= Short task =
Carry over the material starting at the line with "Practice step: pin every instance of the podium" and ending at the end of the material, keeping every line. Add 43 to each number in the answer coordinates and leave all other numbers as they are.

= Data entries =

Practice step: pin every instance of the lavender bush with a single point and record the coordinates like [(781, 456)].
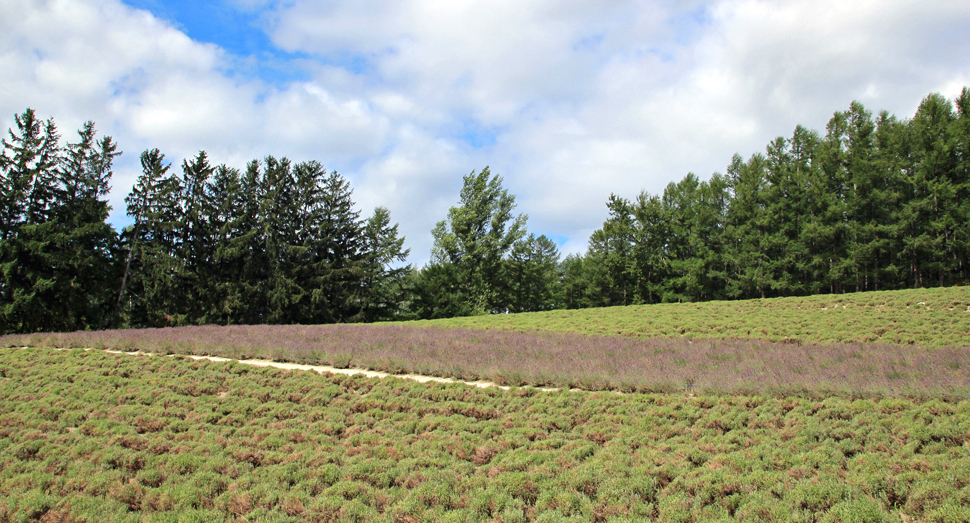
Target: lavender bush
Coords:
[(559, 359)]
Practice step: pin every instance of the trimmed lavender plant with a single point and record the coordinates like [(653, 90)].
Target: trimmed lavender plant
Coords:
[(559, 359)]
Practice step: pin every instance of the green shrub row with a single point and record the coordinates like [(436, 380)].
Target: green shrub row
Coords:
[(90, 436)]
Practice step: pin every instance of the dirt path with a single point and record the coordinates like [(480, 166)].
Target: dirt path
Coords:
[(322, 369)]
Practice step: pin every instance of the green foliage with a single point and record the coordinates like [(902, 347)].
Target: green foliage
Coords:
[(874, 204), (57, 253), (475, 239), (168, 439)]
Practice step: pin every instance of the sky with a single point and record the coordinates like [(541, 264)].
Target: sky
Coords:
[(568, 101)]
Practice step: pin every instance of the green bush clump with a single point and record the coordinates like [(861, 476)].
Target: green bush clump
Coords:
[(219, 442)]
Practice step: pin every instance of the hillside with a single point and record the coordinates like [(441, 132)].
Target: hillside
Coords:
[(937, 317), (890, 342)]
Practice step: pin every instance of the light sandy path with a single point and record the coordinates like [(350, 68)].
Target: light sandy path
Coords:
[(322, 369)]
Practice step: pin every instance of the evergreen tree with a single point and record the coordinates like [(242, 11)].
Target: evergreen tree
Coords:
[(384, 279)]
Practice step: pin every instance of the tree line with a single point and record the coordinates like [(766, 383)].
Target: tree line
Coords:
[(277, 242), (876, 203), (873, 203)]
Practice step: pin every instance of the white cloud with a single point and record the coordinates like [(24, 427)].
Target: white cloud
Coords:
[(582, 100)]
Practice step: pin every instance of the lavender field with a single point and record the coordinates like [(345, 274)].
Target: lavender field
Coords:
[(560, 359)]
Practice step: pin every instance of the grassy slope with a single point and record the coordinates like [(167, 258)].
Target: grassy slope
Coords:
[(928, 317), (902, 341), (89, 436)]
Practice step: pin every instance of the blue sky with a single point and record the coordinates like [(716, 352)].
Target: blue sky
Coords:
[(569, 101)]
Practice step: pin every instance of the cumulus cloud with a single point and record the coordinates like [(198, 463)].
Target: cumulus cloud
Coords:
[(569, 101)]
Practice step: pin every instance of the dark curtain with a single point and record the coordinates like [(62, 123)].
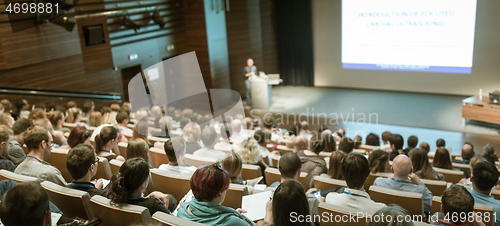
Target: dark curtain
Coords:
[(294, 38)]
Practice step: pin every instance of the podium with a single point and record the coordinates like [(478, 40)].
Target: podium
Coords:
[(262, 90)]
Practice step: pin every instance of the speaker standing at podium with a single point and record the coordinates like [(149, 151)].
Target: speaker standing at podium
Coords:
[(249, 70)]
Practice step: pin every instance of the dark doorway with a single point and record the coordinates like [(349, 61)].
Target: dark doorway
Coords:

= Solution to this task =
Practice step: pin every instance of the podium with a single point and record the coordinates like [(478, 40)].
Target: podium
Coords:
[(305, 133)]
Practice step: pin every instance of the speaker standing at podium with a single point and record the coordinates like [(149, 151)].
Target: speaker standing at podium
Coords:
[(292, 113)]
Practice step: pin every instance of the dark doorway with a single point and record the coordinates like [(349, 61)].
Target: dark doorway
Coords:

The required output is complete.